- Items from a dataset -
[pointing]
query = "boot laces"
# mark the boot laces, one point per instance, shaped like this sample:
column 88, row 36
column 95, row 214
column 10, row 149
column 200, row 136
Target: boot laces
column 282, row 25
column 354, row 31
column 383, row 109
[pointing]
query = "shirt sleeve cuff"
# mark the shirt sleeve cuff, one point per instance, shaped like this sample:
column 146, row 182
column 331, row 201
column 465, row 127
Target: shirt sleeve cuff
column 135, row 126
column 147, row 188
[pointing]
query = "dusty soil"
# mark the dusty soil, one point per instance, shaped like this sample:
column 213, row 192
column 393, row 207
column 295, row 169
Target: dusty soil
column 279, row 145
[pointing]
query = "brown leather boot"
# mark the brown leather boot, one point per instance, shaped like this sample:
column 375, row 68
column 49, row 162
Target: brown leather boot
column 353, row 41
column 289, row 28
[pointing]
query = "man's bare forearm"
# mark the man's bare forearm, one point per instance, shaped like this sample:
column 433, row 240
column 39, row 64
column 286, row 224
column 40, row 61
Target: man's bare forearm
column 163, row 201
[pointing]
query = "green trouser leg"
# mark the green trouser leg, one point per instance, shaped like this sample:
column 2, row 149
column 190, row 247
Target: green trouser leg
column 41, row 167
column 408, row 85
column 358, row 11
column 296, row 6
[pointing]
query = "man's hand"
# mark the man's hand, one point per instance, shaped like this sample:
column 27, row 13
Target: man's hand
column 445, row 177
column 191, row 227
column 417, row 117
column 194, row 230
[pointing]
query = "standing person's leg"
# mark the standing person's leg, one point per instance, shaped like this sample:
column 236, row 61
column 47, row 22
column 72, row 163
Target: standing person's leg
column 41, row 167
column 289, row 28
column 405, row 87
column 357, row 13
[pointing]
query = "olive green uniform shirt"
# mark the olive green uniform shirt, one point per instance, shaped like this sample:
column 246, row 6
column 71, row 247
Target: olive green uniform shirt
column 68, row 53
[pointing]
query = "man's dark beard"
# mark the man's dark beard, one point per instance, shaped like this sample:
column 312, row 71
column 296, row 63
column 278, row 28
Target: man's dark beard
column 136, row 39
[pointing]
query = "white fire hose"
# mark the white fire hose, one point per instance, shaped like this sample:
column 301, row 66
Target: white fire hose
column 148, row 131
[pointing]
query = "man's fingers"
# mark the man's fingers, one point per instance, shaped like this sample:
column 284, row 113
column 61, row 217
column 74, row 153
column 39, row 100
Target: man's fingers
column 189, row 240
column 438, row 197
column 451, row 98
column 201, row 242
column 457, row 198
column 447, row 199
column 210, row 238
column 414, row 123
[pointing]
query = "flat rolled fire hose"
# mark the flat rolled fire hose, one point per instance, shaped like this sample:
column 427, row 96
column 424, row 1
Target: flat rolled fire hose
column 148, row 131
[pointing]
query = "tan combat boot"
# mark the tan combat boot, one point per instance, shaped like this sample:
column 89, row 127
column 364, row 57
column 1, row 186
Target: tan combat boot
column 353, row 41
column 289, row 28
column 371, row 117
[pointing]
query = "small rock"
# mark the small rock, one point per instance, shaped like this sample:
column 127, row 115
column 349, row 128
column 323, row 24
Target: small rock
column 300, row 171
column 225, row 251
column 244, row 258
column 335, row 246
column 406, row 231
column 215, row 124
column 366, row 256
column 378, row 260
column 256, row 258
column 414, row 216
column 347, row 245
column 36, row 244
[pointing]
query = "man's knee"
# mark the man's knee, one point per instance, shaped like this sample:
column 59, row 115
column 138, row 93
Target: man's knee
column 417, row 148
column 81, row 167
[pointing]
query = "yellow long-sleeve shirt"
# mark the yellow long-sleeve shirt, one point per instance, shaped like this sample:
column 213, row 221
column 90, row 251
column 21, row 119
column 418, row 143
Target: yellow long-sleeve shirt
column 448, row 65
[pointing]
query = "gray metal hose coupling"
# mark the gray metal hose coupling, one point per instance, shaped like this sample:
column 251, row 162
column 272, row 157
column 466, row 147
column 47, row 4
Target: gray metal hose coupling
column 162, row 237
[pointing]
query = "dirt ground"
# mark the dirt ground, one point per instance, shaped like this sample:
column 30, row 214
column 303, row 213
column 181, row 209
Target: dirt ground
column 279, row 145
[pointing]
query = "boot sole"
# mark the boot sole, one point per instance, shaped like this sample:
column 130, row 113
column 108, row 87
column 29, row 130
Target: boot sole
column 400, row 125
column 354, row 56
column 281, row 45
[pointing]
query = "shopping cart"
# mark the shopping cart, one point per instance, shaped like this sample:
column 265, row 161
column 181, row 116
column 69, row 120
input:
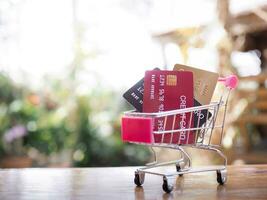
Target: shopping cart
column 138, row 129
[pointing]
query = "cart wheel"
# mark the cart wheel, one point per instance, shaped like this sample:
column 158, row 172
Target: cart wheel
column 167, row 187
column 221, row 176
column 139, row 178
column 178, row 168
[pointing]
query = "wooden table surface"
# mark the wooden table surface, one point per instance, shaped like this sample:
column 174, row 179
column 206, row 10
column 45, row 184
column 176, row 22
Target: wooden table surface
column 244, row 182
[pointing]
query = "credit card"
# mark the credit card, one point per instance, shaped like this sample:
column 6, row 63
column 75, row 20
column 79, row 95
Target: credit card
column 170, row 90
column 134, row 95
column 204, row 86
column 204, row 82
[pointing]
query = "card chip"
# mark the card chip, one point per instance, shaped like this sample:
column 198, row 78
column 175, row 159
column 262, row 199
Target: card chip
column 171, row 80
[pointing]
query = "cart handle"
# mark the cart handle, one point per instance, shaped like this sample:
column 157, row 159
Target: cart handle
column 229, row 81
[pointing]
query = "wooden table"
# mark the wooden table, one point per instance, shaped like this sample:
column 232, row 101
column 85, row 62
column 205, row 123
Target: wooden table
column 244, row 182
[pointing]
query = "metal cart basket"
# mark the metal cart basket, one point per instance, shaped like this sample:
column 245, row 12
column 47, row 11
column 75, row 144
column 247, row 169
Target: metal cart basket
column 208, row 136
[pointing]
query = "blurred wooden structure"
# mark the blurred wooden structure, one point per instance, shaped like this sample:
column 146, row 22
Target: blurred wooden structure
column 248, row 31
column 183, row 37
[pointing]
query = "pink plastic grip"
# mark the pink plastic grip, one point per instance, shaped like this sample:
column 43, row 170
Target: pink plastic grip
column 137, row 129
column 230, row 82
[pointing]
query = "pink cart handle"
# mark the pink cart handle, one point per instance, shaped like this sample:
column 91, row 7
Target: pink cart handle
column 230, row 82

- PROBLEM DESCRIPTION -
Every record above must be copied exactly; none of the pictures belong in the copy.

- EXERCISE ANSWER -
[pointing]
query = "boot laces"
# mark the boot laces, one point per instance, shaped like this sample:
column 88, row 36
column 95, row 214
column 10, row 149
column 200, row 136
Target: boot laces
column 282, row 25
column 354, row 31
column 383, row 109
[pointing]
query = "shirt sleeve cuff"
# mark the shirt sleeve cuff, one point per instance, shaped like this sample:
column 146, row 182
column 331, row 201
column 465, row 127
Target: shirt sleeve cuff
column 135, row 126
column 147, row 188
[pointing]
query = "dusty soil"
# mark the dusty soil, one point per instance, shaped like this sample:
column 213, row 192
column 393, row 207
column 295, row 169
Target: dusty soil
column 279, row 145
[pointing]
query = "brown leather boot"
# mark the brown leather boot, one point per instance, shaped like this sample:
column 375, row 68
column 49, row 162
Target: brown leather boot
column 353, row 41
column 289, row 28
[pointing]
query = "man's bare forearm"
# mark the man's bare forearm, one point per instance, shaped like this sample:
column 433, row 240
column 39, row 64
column 286, row 224
column 40, row 61
Target: man's bare forearm
column 163, row 201
[pointing]
query = "green trouser leg"
# mark the green trouser leg, one point per instance, shaped like this sample:
column 2, row 149
column 190, row 247
Target: green trouser leg
column 41, row 167
column 408, row 85
column 358, row 11
column 296, row 6
[pointing]
query = "man's hand"
# mark the man's hand, one point per instance, shaped like this sample:
column 27, row 13
Target: man's hand
column 445, row 177
column 191, row 227
column 417, row 117
column 194, row 230
[pointing]
query = "standing person's leg"
# mark the standing person's leg, one point per instance, shaped like this sample:
column 236, row 61
column 47, row 22
column 72, row 163
Target: standing person's leg
column 41, row 167
column 289, row 28
column 405, row 87
column 357, row 13
[pointing]
query = "olive green uniform shirt"
# mark the olive green uniform shirt, one point per instance, shaped like this sample:
column 246, row 6
column 71, row 247
Target: olive green uniform shirt
column 68, row 53
[pointing]
query = "man's dark beard"
# mark the man's dark beard, one point per instance, shaped like this sample:
column 312, row 71
column 296, row 63
column 278, row 28
Target: man's dark beard
column 136, row 39
[pointing]
query = "white fire hose"
# mark the white fire hose, one point per instance, shaped like this sample:
column 301, row 66
Target: white fire hose
column 148, row 131
[pointing]
query = "man's fingers"
# mark the man's fingers, one point per instance, shaped like this sample:
column 284, row 113
column 61, row 217
column 74, row 153
column 39, row 100
Target: man's fingers
column 189, row 240
column 438, row 197
column 451, row 98
column 201, row 242
column 457, row 198
column 447, row 199
column 210, row 238
column 414, row 123
[pointing]
query = "flat rolled fire hose"
# mark the flat rolled fire hose, one point per instance, shaped like this sample:
column 427, row 96
column 424, row 1
Target: flat rolled fire hose
column 148, row 131
[pointing]
query = "tan combat boot"
# mark the tan combat boot, one point per instance, shaped like this sample:
column 89, row 127
column 364, row 57
column 1, row 186
Target: tan combat boot
column 353, row 41
column 289, row 28
column 371, row 117
[pointing]
query = "small rock"
# mark the small rock, one point per instance, shaped like this sample:
column 127, row 115
column 349, row 128
column 323, row 24
Target: small rock
column 300, row 171
column 225, row 251
column 244, row 258
column 335, row 246
column 406, row 231
column 215, row 124
column 366, row 256
column 378, row 260
column 256, row 258
column 414, row 216
column 347, row 245
column 36, row 244
[pointing]
query = "man's knee"
# mark the man's knee, one point per instance, shaped like this sample:
column 59, row 115
column 138, row 93
Target: man's knee
column 417, row 148
column 81, row 167
[pointing]
query = "yellow long-sleeve shirt"
# mark the yellow long-sleeve shirt, one point per instance, shaped like this sample:
column 213, row 221
column 90, row 251
column 21, row 119
column 418, row 143
Target: yellow long-sleeve shirt
column 448, row 65
[pointing]
query = "gray metal hose coupling"
# mark the gray metal hose coupling, one point per instance, shaped like this sample:
column 251, row 162
column 272, row 157
column 466, row 147
column 47, row 4
Target: gray metal hose coupling
column 162, row 237
[pointing]
query = "dirt ground"
# mark the dirt ground, one point per instance, shaped like this sample:
column 30, row 214
column 303, row 213
column 181, row 209
Target: dirt ground
column 279, row 145
[pointing]
query = "boot sole"
# mark the boot sole, one point per instance, shaped like this sample:
column 130, row 113
column 108, row 87
column 29, row 130
Target: boot sole
column 400, row 125
column 354, row 56
column 281, row 45
[pointing]
query = "shopping cart"
# mark the shopping cart, one point per instance, shaped like this sample:
column 265, row 161
column 181, row 116
column 69, row 120
input:
Target: shopping cart
column 138, row 129
[pointing]
query = "cart wheel"
# mark the cart wheel, one point per instance, shaped like this sample:
column 158, row 172
Target: cart wheel
column 167, row 187
column 221, row 176
column 139, row 178
column 178, row 168
[pointing]
query = "wooden table surface"
# mark the wooden table surface, one point per instance, shaped like this sample:
column 174, row 179
column 206, row 10
column 45, row 184
column 176, row 22
Target: wooden table surface
column 244, row 182
[pointing]
query = "credit card"
# mark the credit card, one point per instance, shaped like this sample:
column 6, row 63
column 75, row 20
column 79, row 95
Target: credit card
column 170, row 90
column 134, row 95
column 204, row 86
column 204, row 82
[pointing]
query = "card chip"
# mark the card chip, one point per instance, shaped like this sample:
column 198, row 78
column 175, row 159
column 262, row 199
Target: card chip
column 171, row 80
[pointing]
query = "cart handle"
# mark the cart handle, one point per instance, shaped like this sample:
column 157, row 159
Target: cart handle
column 229, row 81
[pointing]
query = "wooden table"
# mark the wooden table, one point per instance, shaped like this sample:
column 232, row 101
column 85, row 62
column 205, row 123
Target: wooden table
column 244, row 182
[pointing]
query = "metal cart basket"
# mark the metal cart basket, one point per instance, shaped like this sample:
column 245, row 12
column 47, row 11
column 75, row 144
column 247, row 169
Target: metal cart basket
column 208, row 136
[pointing]
query = "blurred wooden structure"
# mark the blurred wooden structure, one point per instance, shaped like this sample:
column 146, row 22
Target: blurred wooden structure
column 248, row 31
column 183, row 37
[pointing]
query = "pink plastic grip"
# mark the pink plastic grip, one point per instance, shaped like this sample:
column 43, row 170
Target: pink plastic grip
column 137, row 129
column 230, row 82
[pointing]
query = "pink cart handle"
# mark the pink cart handle, one point per instance, shaped like this sample:
column 91, row 7
Target: pink cart handle
column 230, row 82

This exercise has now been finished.